__Requirements__. Copy out in full each of the lines below that contains the word "segment".

Start

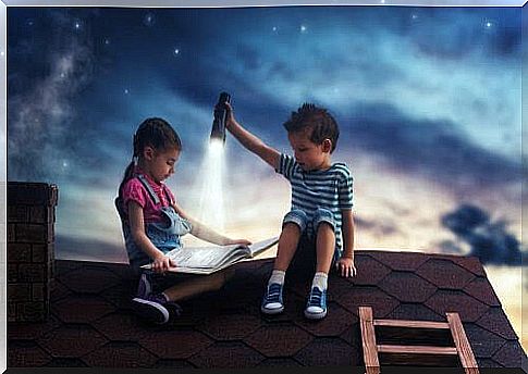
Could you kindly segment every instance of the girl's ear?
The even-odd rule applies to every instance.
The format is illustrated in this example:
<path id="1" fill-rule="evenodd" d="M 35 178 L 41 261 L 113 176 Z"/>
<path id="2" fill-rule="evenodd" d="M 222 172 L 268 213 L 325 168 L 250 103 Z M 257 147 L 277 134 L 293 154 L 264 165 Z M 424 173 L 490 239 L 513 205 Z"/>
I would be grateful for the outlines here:
<path id="1" fill-rule="evenodd" d="M 152 160 L 154 159 L 154 148 L 150 146 L 145 146 L 143 149 L 143 157 L 146 160 Z"/>
<path id="2" fill-rule="evenodd" d="M 331 149 L 332 149 L 332 140 L 328 138 L 322 140 L 322 151 L 330 152 Z"/>

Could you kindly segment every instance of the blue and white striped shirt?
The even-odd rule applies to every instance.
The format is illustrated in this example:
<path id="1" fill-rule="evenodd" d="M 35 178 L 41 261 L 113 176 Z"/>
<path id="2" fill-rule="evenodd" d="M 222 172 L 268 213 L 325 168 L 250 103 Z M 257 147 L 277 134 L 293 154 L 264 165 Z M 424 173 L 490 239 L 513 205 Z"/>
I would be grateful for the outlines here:
<path id="1" fill-rule="evenodd" d="M 328 170 L 304 171 L 292 155 L 282 153 L 275 170 L 290 180 L 292 186 L 292 209 L 299 209 L 311 221 L 314 212 L 323 208 L 333 213 L 335 221 L 335 247 L 342 253 L 343 216 L 341 211 L 352 210 L 353 177 L 346 164 L 333 163 Z M 308 227 L 308 229 L 314 229 Z"/>

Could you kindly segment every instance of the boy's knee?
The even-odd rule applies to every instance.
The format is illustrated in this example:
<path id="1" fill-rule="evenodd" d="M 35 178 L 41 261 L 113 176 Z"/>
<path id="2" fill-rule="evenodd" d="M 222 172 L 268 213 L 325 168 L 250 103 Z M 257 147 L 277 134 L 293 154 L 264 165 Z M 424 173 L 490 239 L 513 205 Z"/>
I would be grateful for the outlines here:
<path id="1" fill-rule="evenodd" d="M 314 214 L 314 227 L 319 233 L 320 229 L 331 229 L 335 233 L 335 220 L 333 213 L 328 209 L 319 208 Z"/>
<path id="2" fill-rule="evenodd" d="M 308 215 L 304 211 L 293 209 L 284 216 L 282 228 L 285 229 L 288 227 L 288 229 L 292 229 L 293 227 L 296 227 L 299 233 L 303 233 L 306 229 Z"/>

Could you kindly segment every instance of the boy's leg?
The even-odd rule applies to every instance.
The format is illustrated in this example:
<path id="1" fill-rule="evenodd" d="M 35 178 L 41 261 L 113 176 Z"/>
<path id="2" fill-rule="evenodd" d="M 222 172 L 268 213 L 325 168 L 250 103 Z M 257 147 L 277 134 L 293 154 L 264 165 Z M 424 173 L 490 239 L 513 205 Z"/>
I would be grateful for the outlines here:
<path id="1" fill-rule="evenodd" d="M 282 290 L 284 276 L 293 255 L 297 250 L 300 234 L 306 227 L 306 213 L 292 210 L 284 217 L 281 236 L 279 237 L 279 249 L 273 264 L 273 272 L 268 280 L 266 294 L 262 298 L 260 310 L 266 314 L 277 314 L 284 310 Z"/>
<path id="2" fill-rule="evenodd" d="M 335 251 L 335 223 L 330 211 L 318 209 L 314 217 L 316 232 L 316 274 L 305 310 L 308 319 L 322 319 L 327 315 L 328 273 Z"/>

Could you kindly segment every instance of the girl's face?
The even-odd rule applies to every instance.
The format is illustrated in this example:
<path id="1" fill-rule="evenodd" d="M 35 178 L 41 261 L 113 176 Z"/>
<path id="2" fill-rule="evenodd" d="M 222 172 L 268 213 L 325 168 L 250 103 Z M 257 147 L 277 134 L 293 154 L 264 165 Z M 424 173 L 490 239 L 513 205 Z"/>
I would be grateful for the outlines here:
<path id="1" fill-rule="evenodd" d="M 154 180 L 160 183 L 174 174 L 174 166 L 180 158 L 180 150 L 170 149 L 157 151 L 145 147 L 146 172 Z"/>
<path id="2" fill-rule="evenodd" d="M 324 170 L 330 167 L 330 148 L 329 139 L 322 144 L 316 145 L 309 139 L 307 132 L 290 133 L 287 139 L 292 145 L 295 160 L 299 166 L 308 172 L 315 170 Z"/>

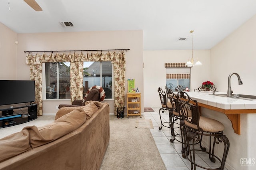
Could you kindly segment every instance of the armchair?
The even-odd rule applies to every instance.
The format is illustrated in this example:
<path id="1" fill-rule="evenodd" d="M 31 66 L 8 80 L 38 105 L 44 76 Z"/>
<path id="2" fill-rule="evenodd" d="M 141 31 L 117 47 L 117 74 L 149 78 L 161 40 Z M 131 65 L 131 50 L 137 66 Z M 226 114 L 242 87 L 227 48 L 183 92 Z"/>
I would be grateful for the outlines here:
<path id="1" fill-rule="evenodd" d="M 84 100 L 76 99 L 71 105 L 60 104 L 59 105 L 58 108 L 60 109 L 63 107 L 83 106 L 87 101 L 103 101 L 105 99 L 105 91 L 102 88 L 99 86 L 94 86 L 88 90 Z"/>

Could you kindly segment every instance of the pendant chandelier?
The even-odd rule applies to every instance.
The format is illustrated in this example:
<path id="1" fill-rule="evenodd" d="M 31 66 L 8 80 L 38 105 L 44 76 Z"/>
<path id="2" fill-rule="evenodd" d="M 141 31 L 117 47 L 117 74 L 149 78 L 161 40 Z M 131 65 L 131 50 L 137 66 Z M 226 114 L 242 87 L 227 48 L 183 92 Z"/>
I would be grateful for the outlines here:
<path id="1" fill-rule="evenodd" d="M 186 63 L 185 65 L 186 65 L 187 67 L 193 67 L 193 66 L 194 65 L 194 57 L 193 56 L 193 32 L 194 32 L 194 30 L 191 30 L 189 32 L 190 32 L 190 33 L 191 33 L 191 39 L 192 39 L 192 58 L 191 59 L 188 59 L 188 62 L 187 62 L 187 63 Z M 197 58 L 197 61 L 196 61 L 196 62 L 194 64 L 195 65 L 202 65 L 202 63 L 201 63 L 201 62 L 199 61 L 198 59 L 198 58 Z"/>

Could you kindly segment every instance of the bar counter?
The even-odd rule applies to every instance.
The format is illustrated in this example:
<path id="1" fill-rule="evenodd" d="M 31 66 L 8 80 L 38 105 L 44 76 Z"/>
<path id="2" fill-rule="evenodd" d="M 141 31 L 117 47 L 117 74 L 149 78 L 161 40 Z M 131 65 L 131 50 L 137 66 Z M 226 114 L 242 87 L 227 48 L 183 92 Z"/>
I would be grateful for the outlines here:
<path id="1" fill-rule="evenodd" d="M 235 133 L 239 135 L 240 114 L 256 113 L 256 100 L 212 95 L 212 91 L 186 93 L 192 99 L 197 100 L 199 107 L 226 114 L 231 121 Z M 226 93 L 215 92 L 215 94 L 223 94 Z"/>

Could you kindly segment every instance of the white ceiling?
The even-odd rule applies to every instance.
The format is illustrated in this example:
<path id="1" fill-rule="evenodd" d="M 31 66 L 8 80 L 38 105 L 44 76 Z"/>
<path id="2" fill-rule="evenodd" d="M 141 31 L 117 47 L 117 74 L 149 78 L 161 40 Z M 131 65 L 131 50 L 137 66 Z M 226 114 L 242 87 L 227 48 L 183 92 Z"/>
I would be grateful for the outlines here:
<path id="1" fill-rule="evenodd" d="M 191 49 L 192 30 L 194 49 L 210 49 L 256 14 L 255 0 L 36 1 L 42 11 L 0 0 L 0 22 L 18 33 L 143 30 L 144 50 Z"/>

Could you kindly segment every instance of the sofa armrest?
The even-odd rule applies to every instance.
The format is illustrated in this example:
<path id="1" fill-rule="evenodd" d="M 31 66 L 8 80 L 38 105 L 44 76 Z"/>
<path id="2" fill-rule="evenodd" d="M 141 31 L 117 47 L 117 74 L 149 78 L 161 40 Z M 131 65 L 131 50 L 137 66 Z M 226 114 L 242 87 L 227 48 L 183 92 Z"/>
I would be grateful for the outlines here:
<path id="1" fill-rule="evenodd" d="M 72 105 L 77 105 L 78 106 L 82 106 L 82 104 L 83 103 L 82 100 L 75 99 L 73 102 L 72 102 Z"/>

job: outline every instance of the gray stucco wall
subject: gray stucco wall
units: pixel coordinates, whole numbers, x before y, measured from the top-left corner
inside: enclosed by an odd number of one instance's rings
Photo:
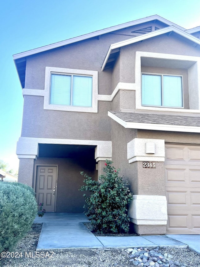
[[[164,139],[165,143],[200,144],[200,134],[196,133],[138,130],[138,137]]]
[[[19,182],[32,187],[34,160],[32,158],[20,159],[18,172]]]
[[[56,208],[57,212],[82,212],[85,192],[79,191],[84,184],[83,171],[96,181],[97,172],[95,165],[85,159],[38,158],[35,164],[58,165]]]
[[[111,140],[111,102],[99,101],[98,113],[44,110],[42,96],[24,96],[22,136]]]
[[[138,137],[138,131],[126,129],[115,121],[112,122],[113,165],[120,168],[121,174],[128,180],[130,189],[134,194],[164,195],[164,162],[157,162],[155,169],[144,169],[142,162],[128,163],[127,143]],[[150,137],[147,135],[143,138]]]
[[[199,56],[199,49],[177,35],[163,34],[121,48],[120,81],[135,82],[135,51]]]

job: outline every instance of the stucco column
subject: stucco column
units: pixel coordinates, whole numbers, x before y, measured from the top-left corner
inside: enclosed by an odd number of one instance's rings
[[[32,158],[20,158],[18,182],[33,187],[34,161]]]
[[[134,138],[127,144],[127,159],[136,170],[137,180],[138,194],[133,195],[128,211],[134,230],[140,234],[165,234],[164,140]]]
[[[106,160],[112,160],[112,145],[99,145],[95,149],[95,159],[98,162],[98,179],[101,174],[104,174],[103,168],[105,167]]]

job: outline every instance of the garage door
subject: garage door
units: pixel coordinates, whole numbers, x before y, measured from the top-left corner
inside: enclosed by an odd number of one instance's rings
[[[200,146],[166,144],[167,233],[200,234]]]

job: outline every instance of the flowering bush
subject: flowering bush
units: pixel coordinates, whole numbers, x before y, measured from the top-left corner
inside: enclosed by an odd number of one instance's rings
[[[44,205],[44,203],[40,203],[39,206],[40,208],[39,211],[38,213],[38,214],[39,217],[43,217],[44,216],[44,214],[46,212],[46,210],[44,208],[42,209],[42,207]]]
[[[132,199],[132,194],[128,186],[127,181],[119,176],[119,169],[116,170],[107,160],[103,170],[105,175],[99,176],[99,181],[92,180],[83,172],[81,174],[86,178],[86,185],[81,187],[85,194],[85,213],[91,221],[93,231],[99,234],[127,233],[129,230],[130,219],[127,214],[127,205]]]

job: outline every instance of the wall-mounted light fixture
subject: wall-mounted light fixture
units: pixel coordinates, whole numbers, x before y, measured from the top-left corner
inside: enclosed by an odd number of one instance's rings
[[[145,143],[145,153],[146,154],[155,154],[155,143],[148,142]]]

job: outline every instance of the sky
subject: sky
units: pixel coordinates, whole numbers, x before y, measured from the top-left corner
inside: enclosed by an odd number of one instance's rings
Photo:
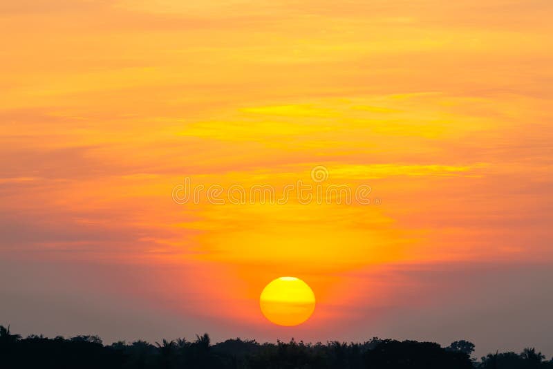
[[[552,12],[0,0],[0,324],[553,355]],[[370,203],[228,191],[299,181]],[[317,298],[298,327],[260,312],[283,276]]]

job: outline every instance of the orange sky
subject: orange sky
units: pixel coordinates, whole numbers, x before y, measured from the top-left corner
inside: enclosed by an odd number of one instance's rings
[[[553,308],[552,12],[0,1],[0,319],[107,339],[388,335],[550,354],[509,322]],[[171,198],[185,177],[281,189],[317,165],[382,203]],[[283,275],[317,297],[297,328],[259,312]]]

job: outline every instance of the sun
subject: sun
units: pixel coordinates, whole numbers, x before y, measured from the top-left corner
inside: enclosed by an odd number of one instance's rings
[[[280,277],[271,281],[259,296],[261,312],[279,325],[301,324],[315,309],[315,295],[307,283],[295,277]]]

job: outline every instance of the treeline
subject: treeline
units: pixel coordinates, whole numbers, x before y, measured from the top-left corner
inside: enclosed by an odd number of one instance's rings
[[[337,341],[277,343],[229,339],[212,344],[209,335],[187,341],[124,341],[104,346],[97,336],[22,338],[0,325],[0,368],[32,369],[553,369],[553,360],[534,349],[520,354],[471,359],[467,341],[438,343],[373,338],[363,343]]]

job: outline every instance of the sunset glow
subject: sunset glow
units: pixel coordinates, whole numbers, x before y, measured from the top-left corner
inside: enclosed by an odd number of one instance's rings
[[[0,1],[0,316],[553,352],[552,14]],[[278,276],[315,292],[304,323],[260,312]]]
[[[263,288],[259,296],[263,315],[279,325],[301,324],[315,308],[315,296],[311,288],[295,277],[280,277]]]

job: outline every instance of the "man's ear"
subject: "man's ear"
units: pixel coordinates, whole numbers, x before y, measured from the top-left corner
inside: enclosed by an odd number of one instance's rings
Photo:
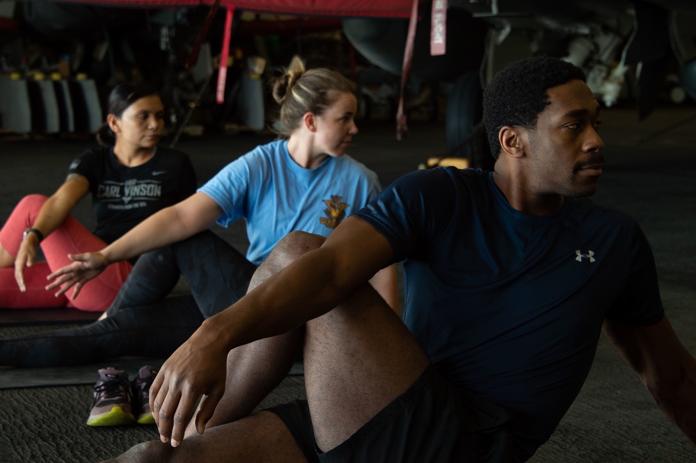
[[[505,126],[498,133],[498,140],[503,151],[514,158],[521,158],[524,155],[524,143],[522,132],[519,127]]]
[[[302,116],[302,122],[310,132],[317,131],[317,117],[314,113],[305,113],[305,115]]]
[[[120,128],[118,127],[118,117],[113,114],[106,115],[106,124],[109,124],[109,128],[111,129],[111,131],[114,133],[118,133],[120,131]]]

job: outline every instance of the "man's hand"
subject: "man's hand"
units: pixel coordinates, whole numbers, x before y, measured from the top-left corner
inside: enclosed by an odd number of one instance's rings
[[[38,237],[35,234],[33,233],[26,234],[26,237],[19,245],[17,257],[15,258],[15,279],[17,280],[17,286],[22,293],[26,291],[26,285],[24,284],[24,268],[31,267],[34,264],[36,259],[36,246],[39,244]]]
[[[74,291],[72,291],[72,299],[74,299],[79,294],[80,289],[85,283],[104,271],[109,265],[109,261],[100,252],[69,254],[68,257],[73,261],[72,263],[59,268],[49,275],[47,277],[48,279],[54,281],[46,286],[46,290],[52,291],[63,285],[56,293],[57,298],[74,286]]]
[[[203,434],[225,392],[228,350],[216,343],[219,336],[207,327],[204,322],[172,354],[150,389],[150,407],[160,439],[171,441],[173,447],[184,438],[198,398],[203,397],[196,428]]]

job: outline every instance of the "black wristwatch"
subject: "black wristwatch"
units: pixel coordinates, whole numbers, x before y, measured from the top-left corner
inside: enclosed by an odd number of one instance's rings
[[[24,232],[22,234],[22,240],[24,241],[26,238],[26,235],[29,233],[33,233],[36,235],[37,238],[39,238],[39,243],[43,241],[43,234],[35,228],[28,228],[24,230]]]

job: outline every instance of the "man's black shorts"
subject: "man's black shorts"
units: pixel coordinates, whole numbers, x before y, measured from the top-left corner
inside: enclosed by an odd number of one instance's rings
[[[267,409],[292,433],[309,462],[509,462],[508,414],[448,384],[428,366],[416,382],[347,441],[322,453],[306,400]]]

End

__Exercise solution__.
Could you kindly segment every instance of the girl's ear?
Could you kindly segment every instance of the blue and white striped shirt?
Could you kindly segment every instance of the boy's knee?
Could you kindly segment every instance of the boy's leg?
Could you kindly segment every instance of the girl's face?
Could you kindly segment every instance of the armchair?
Could you kindly segment every instance of the pendant chandelier?
Could you kindly segment every instance of the bar counter?
Could you kindly segment every instance of the white ceiling?
Could you kindly segment every instance of the sofa armrest?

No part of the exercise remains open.